- [Kutipan]

════════

Pertamina menyatakan butuh dukungan pemerintah guna menjalankan proyek gasifikasi batu bara yang mengubah batu bara menjadi dimethyl ether (DME). Dukungan tersebut salah satunya berupa kepastian hukum bagi investor yang tergabung dalam proyek ini.
Direktur Utama Pertamina Nicke Widyawati mengatakan bahwa dalam pengembangan energi baru maka dukungan penuh dari pemerintah sangat diperlukan. Terutama bagi investor yang akan terjun dalam proyek gasifikasi ini.
"Case in law jangan sampai ada perubahan regulasi yang membuat proyek ini ada berisiko disetop di tengah jalan karena batu bara identik dengan energi yang kurang bersih," kata Nicke dalam diskusi Investor Daily summit secara virtual, Rabu (14/7).
Untuk itu, menurut Nicke diperlukan jaminan atau kepastian hukum bagi investor yang akan menginvestasikan dananya di Indonesia. Mengingat investasi yang dibutuhkan untuk proyek ini cukup besar.
Saat ini Pertamina tengah memulai pengerjaan proyek DME bekerja sama dengan PT Bukit Asam dan Air Product. Kehadiran produk hilirisasi batu bara itu diharapkan nantinya dapat menggantikan LPG yang 70% masih produk impor.
Direksi baru PT Bukit Asam Tbk (PTBA) bakal memprioritaskan proyek gasifikasi batu bara menjadi DME. Pemerintah juga sudah menetapkan pabrik gasifikasi batu bara di Tanjung Enim, Sumatera Selatan, menjadi proyek strategis nasional. Ketentuan ini diatur dalam Peraturan Presiden Nomor 109 Tahun 2020.
"Pertama DME harus segera eksekusi. Kami akan mempercepat proyek gasifikasi," kata Direktur utama PTBA Suryo Eko Hadianto beberapa waktu lalu.

════════

- [Materi yang Ditampilkan]
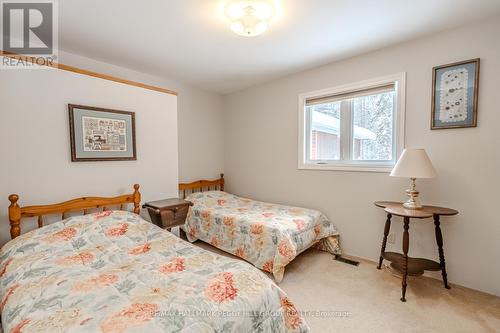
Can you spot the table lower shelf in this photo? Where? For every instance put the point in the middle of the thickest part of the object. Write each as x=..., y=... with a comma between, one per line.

════════

- [Perintah]
Kutip utuh bagian berita tentang gasifikasi batu bara, yaitu bentangan dari "Direktur Utama Pertamina" sampai dengan "ini cukup besar.".

- [Jawaban]
Direktur Utama Pertamina Nicke Widyawati mengatakan bahwa dalam pengembangan energi baru maka dukungan penuh dari pemerintah sangat diperlukan. Terutama bagi investor yang akan terjun dalam proyek gasifikasi ini.
"Case in law jangan sampai ada perubahan regulasi yang membuat proyek ini ada berisiko disetop di tengah jalan karena batu bara identik dengan energi yang kurang bersih," kata Nicke dalam diskusi Investor Daily summit secara virtual, Rabu (14/7).
Untuk itu, menurut Nicke diperlukan jaminan atau kepastian hukum bagi investor yang akan menginvestasikan dananya di Indonesia. Mengingat investasi yang dibutuhkan untuk proyek ini cukup besar.